* _Aim of the exercise_: Count the lines in the records below that contain the string "query", and give only that number.

* _Record list_:
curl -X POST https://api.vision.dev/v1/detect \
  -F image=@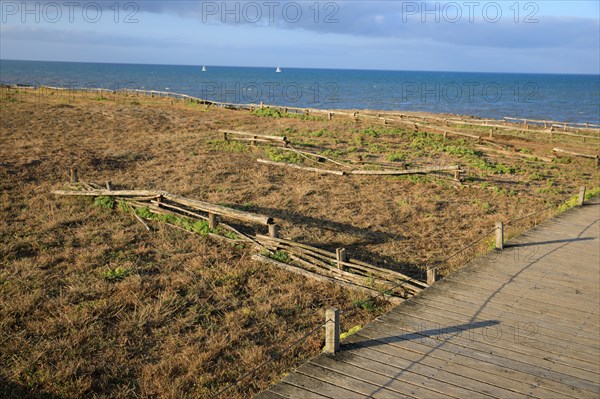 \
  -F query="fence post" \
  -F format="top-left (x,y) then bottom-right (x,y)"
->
top-left (208, 212), bottom-right (217, 230)
top-left (269, 223), bottom-right (279, 238)
top-left (577, 186), bottom-right (585, 206)
top-left (427, 267), bottom-right (437, 285)
top-left (323, 308), bottom-right (340, 353)
top-left (496, 222), bottom-right (504, 249)
top-left (71, 168), bottom-right (79, 183)
top-left (335, 248), bottom-right (348, 269)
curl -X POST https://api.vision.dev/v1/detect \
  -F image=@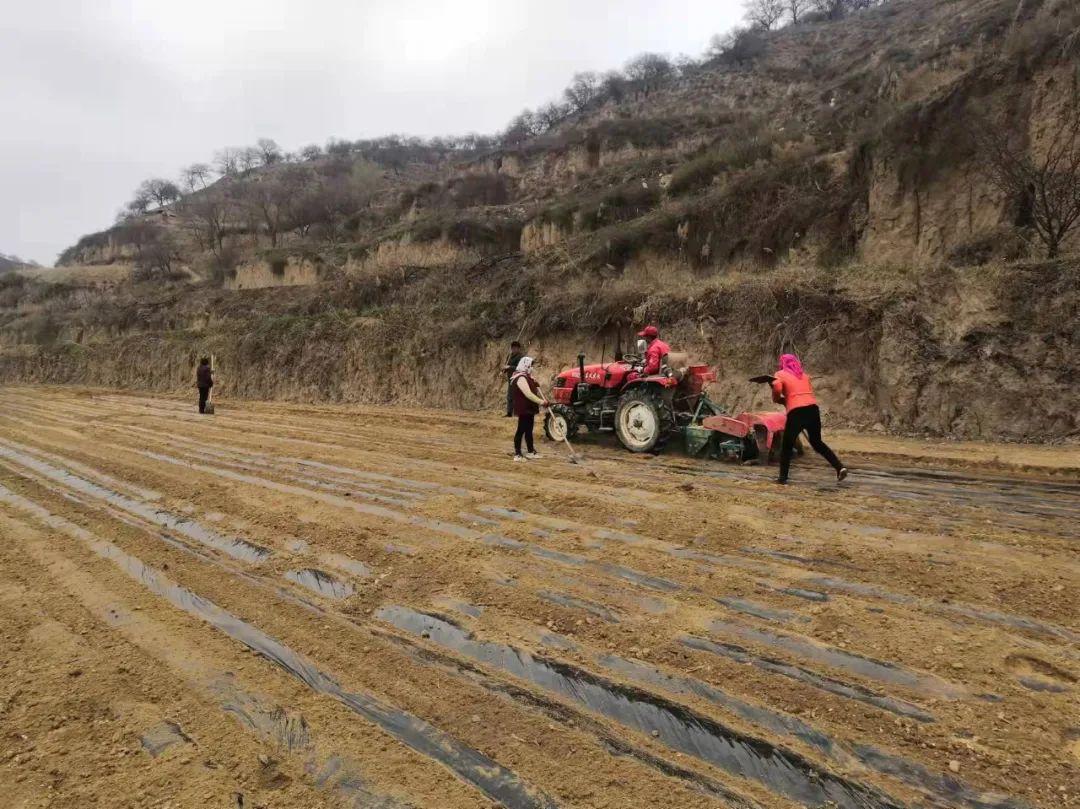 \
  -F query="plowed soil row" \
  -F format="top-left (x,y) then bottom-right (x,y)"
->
top-left (0, 388), bottom-right (1080, 809)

* _Completed task_: 2